» Records supplied
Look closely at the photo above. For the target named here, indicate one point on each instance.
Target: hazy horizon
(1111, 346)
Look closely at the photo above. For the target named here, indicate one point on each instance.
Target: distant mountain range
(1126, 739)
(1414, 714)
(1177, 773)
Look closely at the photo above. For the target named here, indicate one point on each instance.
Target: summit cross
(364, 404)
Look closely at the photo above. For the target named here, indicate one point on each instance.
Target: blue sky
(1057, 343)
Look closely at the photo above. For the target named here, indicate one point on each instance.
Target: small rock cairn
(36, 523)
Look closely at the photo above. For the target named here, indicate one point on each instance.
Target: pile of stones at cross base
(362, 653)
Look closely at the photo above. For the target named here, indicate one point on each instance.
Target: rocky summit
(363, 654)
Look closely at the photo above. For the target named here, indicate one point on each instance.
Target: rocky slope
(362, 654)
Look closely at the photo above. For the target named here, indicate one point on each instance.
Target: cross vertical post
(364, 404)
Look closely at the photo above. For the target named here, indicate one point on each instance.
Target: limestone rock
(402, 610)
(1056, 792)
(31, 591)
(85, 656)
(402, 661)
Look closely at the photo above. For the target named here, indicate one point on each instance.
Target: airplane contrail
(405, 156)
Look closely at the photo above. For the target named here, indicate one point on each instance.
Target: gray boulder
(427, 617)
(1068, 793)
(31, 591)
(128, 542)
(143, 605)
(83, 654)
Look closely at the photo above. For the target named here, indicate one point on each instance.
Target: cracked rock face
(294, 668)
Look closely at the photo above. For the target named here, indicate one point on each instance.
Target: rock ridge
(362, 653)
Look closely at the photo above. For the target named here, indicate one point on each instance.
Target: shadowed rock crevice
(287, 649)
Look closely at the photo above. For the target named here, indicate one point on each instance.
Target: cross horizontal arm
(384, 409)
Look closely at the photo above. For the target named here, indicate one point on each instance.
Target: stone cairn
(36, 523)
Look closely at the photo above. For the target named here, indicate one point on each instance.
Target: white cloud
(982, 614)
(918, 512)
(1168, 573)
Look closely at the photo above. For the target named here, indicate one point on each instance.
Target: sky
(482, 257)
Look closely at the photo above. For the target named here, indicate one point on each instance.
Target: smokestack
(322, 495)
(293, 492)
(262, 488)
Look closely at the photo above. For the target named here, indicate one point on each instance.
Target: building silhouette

» Aim of the task
Copy, character for character, the lines from the line that holds "Target: shadowed rock crevice" through the final line of the records above.

» Answer to this problem
Target: shadowed rock crevice
(287, 649)
Look closely at the photo above. For the target named here, indicate one point on each instance.
Target: cross horizontal arm
(384, 409)
Look closely at the photo above. For the target named here, indicate one point on each instance.
Target: stone cairn
(36, 523)
Look closely at the photo above. For the target named here, indicate one point on each instance.
Target: white cloud
(982, 614)
(918, 512)
(1168, 573)
Look closely at the photo above. For the target named here, indicate one point on each instance.
Target: sky
(482, 257)
Look closely at the photo above. For the target named here, indicate one point on each instance.
Target: smokestack
(322, 495)
(293, 492)
(262, 488)
Look closely at the photo above. For the target named here, indicate one point on each instance.
Target: building silhouette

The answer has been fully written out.